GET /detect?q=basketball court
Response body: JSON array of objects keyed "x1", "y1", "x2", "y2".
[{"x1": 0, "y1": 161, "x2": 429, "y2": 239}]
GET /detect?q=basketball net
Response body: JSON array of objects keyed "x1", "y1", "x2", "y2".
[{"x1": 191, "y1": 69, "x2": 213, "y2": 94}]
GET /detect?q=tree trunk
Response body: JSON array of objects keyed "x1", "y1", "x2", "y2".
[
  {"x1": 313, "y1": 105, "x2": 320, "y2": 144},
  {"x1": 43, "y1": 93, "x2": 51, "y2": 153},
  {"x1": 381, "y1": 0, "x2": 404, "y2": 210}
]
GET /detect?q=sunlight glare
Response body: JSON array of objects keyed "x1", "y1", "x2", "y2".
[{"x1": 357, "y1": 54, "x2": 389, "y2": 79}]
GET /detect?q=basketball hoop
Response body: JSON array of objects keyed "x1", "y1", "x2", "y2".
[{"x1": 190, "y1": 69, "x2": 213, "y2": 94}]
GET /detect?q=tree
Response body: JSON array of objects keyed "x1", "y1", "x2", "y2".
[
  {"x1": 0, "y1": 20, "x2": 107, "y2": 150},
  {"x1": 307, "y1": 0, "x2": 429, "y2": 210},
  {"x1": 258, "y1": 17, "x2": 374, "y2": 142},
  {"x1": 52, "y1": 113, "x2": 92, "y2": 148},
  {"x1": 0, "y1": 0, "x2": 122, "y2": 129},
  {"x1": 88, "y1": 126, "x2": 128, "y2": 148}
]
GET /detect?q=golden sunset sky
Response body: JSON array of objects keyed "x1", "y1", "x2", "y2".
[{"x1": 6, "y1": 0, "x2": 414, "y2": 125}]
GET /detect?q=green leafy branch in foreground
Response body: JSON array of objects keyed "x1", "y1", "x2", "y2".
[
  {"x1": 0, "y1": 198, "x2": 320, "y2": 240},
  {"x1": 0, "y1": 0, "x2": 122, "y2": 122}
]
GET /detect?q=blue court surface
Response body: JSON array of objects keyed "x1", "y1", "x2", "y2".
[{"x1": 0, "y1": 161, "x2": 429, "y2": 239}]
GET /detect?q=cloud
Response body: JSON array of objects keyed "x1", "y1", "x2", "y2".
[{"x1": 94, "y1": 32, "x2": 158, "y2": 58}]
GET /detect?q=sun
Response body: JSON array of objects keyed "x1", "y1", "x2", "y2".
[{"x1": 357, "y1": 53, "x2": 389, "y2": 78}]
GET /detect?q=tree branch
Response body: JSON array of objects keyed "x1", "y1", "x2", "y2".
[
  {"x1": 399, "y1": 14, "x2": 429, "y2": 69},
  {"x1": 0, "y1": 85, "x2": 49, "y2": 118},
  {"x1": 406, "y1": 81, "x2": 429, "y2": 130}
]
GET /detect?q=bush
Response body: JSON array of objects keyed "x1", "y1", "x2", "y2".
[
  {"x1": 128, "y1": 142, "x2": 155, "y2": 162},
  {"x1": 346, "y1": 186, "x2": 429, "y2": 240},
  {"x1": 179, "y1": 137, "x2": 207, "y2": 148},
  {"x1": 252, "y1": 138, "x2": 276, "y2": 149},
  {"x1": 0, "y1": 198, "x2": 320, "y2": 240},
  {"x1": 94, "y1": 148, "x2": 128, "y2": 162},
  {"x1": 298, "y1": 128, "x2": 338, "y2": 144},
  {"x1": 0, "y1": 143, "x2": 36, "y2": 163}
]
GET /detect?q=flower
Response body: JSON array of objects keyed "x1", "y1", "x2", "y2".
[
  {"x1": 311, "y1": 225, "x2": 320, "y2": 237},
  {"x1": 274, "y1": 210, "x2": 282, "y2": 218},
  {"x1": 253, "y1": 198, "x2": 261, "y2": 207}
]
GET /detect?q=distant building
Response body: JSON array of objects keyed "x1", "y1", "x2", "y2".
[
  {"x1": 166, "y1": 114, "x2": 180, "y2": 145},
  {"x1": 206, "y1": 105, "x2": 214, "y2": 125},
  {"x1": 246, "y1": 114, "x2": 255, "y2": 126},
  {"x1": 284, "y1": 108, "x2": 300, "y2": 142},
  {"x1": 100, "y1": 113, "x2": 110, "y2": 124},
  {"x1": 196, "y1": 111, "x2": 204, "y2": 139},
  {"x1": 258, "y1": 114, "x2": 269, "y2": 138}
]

▶ Permintaan
Sunting seluruh materi di atas dengan mengganti setiap "Response body" menjadi "Response payload". Biarkan bagian lainnya tetap sama.

▶ Jawaban
GET /detect?q=basketball court
Response payload: JSON array of objects keyed "x1", "y1", "x2", "y2".
[{"x1": 0, "y1": 161, "x2": 429, "y2": 239}]
GET /detect?q=basketball net
Response payload: JSON array of objects keyed "x1", "y1", "x2", "y2".
[{"x1": 191, "y1": 69, "x2": 213, "y2": 94}]
GET /detect?q=tree trunk
Response payload: JSON array of objects keyed "x1", "y1", "x2", "y2".
[
  {"x1": 313, "y1": 105, "x2": 320, "y2": 144},
  {"x1": 43, "y1": 93, "x2": 51, "y2": 153},
  {"x1": 381, "y1": 0, "x2": 404, "y2": 210}
]
GET /detect?q=sunlight glare
Response payload: JSON array of objects keyed "x1", "y1", "x2", "y2".
[{"x1": 357, "y1": 54, "x2": 389, "y2": 79}]
GET /detect?q=basketball hoop
Response payload: JSON array of objects keyed "x1", "y1", "x2", "y2".
[{"x1": 190, "y1": 69, "x2": 213, "y2": 94}]
GET /detect?q=tree
Response payload: JSON array of objects keyed "x1", "y1", "x2", "y2".
[
  {"x1": 0, "y1": 20, "x2": 107, "y2": 150},
  {"x1": 307, "y1": 0, "x2": 429, "y2": 210},
  {"x1": 258, "y1": 17, "x2": 374, "y2": 142},
  {"x1": 52, "y1": 113, "x2": 92, "y2": 148},
  {"x1": 0, "y1": 0, "x2": 122, "y2": 129},
  {"x1": 88, "y1": 126, "x2": 128, "y2": 148}
]
GET /detect?q=golden sunset sky
Response payload: JSON array of objects keyed "x1", "y1", "x2", "y2".
[{"x1": 6, "y1": 0, "x2": 414, "y2": 125}]
GET /detect?q=green leafy branch in foreground
Response payload: JSON array of objects keyed "x1", "y1", "x2", "y2".
[
  {"x1": 0, "y1": 198, "x2": 320, "y2": 240},
  {"x1": 0, "y1": 0, "x2": 122, "y2": 122}
]
GET /detect?q=blue court surface
Response payload: JSON array of objects keyed "x1", "y1", "x2", "y2".
[{"x1": 0, "y1": 161, "x2": 429, "y2": 239}]
GET /detect?q=cloud
Response payload: JSON array of objects keyed "x1", "y1", "x2", "y2".
[{"x1": 94, "y1": 32, "x2": 158, "y2": 58}]
GET /detect?q=sun
Response payload: JSON array of objects keyed "x1", "y1", "x2", "y2".
[{"x1": 357, "y1": 53, "x2": 389, "y2": 78}]
GET /detect?q=tree branch
Response payload: JSON array of objects keyed "x1", "y1", "x2", "y2".
[
  {"x1": 399, "y1": 14, "x2": 429, "y2": 69},
  {"x1": 0, "y1": 85, "x2": 49, "y2": 118},
  {"x1": 406, "y1": 81, "x2": 429, "y2": 130}
]
GET /detect?q=bush
Response payload: JSON array of objects keyed "x1", "y1", "x2", "y2".
[
  {"x1": 128, "y1": 142, "x2": 155, "y2": 162},
  {"x1": 346, "y1": 186, "x2": 429, "y2": 240},
  {"x1": 179, "y1": 137, "x2": 207, "y2": 148},
  {"x1": 252, "y1": 138, "x2": 276, "y2": 149},
  {"x1": 0, "y1": 198, "x2": 320, "y2": 240},
  {"x1": 94, "y1": 148, "x2": 128, "y2": 162},
  {"x1": 298, "y1": 128, "x2": 338, "y2": 144},
  {"x1": 0, "y1": 143, "x2": 36, "y2": 163}
]
GET /detect?q=flower
Response payload: JSON array of objects keyed "x1", "y1", "x2", "y2".
[
  {"x1": 311, "y1": 225, "x2": 320, "y2": 237},
  {"x1": 274, "y1": 210, "x2": 282, "y2": 218},
  {"x1": 253, "y1": 198, "x2": 261, "y2": 207}
]
GET /detect?q=distant building
Response payload: JSON array of objects keyed "x1", "y1", "x2", "y2".
[
  {"x1": 166, "y1": 114, "x2": 180, "y2": 145},
  {"x1": 206, "y1": 105, "x2": 214, "y2": 125},
  {"x1": 246, "y1": 114, "x2": 255, "y2": 126},
  {"x1": 284, "y1": 108, "x2": 300, "y2": 142},
  {"x1": 100, "y1": 113, "x2": 110, "y2": 124},
  {"x1": 196, "y1": 111, "x2": 204, "y2": 139},
  {"x1": 258, "y1": 114, "x2": 269, "y2": 138}
]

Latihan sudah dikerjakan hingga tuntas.